**EXERCISE INSTRUCTIONS:** Give only the lines from the one containing "For each instance of the wavy" through the end of the material below, exactly as written.

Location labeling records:
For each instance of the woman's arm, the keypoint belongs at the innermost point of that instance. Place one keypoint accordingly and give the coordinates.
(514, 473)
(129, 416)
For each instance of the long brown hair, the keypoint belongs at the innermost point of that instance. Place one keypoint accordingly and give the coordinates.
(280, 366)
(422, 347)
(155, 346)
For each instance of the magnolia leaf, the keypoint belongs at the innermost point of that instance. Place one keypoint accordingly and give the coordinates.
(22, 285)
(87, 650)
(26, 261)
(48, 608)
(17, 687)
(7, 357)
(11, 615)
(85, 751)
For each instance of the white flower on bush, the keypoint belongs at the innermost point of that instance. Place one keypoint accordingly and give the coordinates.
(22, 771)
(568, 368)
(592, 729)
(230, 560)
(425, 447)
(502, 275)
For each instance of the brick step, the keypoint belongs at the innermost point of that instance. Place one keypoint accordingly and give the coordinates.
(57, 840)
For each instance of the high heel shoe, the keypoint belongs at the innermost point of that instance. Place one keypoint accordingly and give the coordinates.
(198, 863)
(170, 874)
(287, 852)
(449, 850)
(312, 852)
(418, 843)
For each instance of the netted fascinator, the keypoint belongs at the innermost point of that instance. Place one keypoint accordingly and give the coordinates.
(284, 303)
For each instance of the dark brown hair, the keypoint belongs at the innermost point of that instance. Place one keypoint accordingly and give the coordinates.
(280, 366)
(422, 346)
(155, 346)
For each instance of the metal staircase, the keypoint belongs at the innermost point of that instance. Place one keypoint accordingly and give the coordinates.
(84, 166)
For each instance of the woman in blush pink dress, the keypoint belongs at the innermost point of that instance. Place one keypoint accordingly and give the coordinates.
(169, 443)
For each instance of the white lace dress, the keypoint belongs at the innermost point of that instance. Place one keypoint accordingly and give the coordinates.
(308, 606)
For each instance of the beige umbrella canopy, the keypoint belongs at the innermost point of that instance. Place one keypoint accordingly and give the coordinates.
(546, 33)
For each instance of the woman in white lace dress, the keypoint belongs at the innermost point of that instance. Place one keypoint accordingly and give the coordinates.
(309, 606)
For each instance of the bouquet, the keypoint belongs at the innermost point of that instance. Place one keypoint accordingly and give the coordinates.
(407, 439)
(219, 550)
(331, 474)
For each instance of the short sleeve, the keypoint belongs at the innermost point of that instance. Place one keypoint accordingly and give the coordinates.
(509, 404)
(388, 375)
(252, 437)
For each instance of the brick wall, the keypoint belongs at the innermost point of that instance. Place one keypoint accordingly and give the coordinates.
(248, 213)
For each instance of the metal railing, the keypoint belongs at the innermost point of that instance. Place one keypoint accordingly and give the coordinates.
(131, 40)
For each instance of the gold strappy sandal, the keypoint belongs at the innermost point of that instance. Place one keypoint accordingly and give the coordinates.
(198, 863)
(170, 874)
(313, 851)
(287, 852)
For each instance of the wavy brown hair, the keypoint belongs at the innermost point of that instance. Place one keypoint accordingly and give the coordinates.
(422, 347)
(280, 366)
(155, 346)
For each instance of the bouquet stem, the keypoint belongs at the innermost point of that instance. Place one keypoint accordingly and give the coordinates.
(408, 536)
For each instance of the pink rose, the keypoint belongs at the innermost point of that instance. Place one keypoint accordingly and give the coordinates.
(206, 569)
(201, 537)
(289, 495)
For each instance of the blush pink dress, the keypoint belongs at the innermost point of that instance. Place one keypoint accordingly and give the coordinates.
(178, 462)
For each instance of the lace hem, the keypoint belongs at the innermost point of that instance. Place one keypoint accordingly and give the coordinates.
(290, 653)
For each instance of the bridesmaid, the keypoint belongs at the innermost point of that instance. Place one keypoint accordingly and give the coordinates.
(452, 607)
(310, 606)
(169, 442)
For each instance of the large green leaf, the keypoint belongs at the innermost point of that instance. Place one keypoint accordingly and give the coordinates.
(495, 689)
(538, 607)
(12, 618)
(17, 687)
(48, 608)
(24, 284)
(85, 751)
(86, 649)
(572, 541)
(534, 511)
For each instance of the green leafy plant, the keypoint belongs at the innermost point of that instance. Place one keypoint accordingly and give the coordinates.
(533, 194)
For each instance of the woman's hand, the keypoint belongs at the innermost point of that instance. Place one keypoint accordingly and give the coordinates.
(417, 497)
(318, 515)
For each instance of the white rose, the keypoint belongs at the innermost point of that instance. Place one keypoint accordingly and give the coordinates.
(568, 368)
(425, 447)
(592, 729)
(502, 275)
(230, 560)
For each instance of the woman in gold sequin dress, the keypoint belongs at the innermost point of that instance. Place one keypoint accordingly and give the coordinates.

**WRITTEN SOLUTION:**
For each instance of the wavy brown hair, the keypoint belongs at the innermost point of that instance. Place one keypoint accordingly and give the coordinates.
(422, 347)
(280, 366)
(155, 346)
For each instance of the bouquet stem, the keypoint belongs at the innermost point of that instance. Place one keypoint accordingly and give the coordinates.
(408, 536)
For each instance of the pink rose, the keypoint belongs at the innermost point of that instance. Place one keypoint accordingly and give the coordinates.
(206, 569)
(201, 537)
(289, 495)
For each instance of the blush pink dress, the keypoint belongs at the innermost point of that instance. Place one keypoint accordingly and give the coordinates.
(178, 462)
For each instance of the lace hem, the keypoint belongs at the innermost point of that instance. Place one keypoint accordingly and give the coordinates.
(290, 653)
For each instance of the bridesmaid, the keypoint belongs at the innermost point of that instance. Place one keypoint accordingly and give the coordinates.
(452, 607)
(310, 606)
(169, 442)
For each instance of the large green leaf, the keypoint belongs at the innermost point of that instance. Place one keypoint accordingly and give the coordinates.
(495, 689)
(538, 607)
(12, 618)
(17, 687)
(48, 608)
(24, 284)
(85, 751)
(86, 649)
(572, 541)
(534, 511)
For each instance of the green leafy plant, the keypoint belongs at the innermost point of that instance. Place one keypoint accordingly and give the coordinates.
(533, 194)
For each instance of the woman's hand, the keypoint belongs at the innermost point of that instance. Place one keypoint accordingly and give the coordinates.
(417, 497)
(318, 515)
For each instance of the white rose, the keypoint belongs at the innermost point of that instance. Place one keypoint accordingly and give the coordinates.
(568, 368)
(425, 447)
(592, 729)
(502, 275)
(230, 560)
For each instance of the woman in gold sequin dress, the keypoint belongs at the innermost point of that instance. Place one keypoint accordingly and give the coordinates.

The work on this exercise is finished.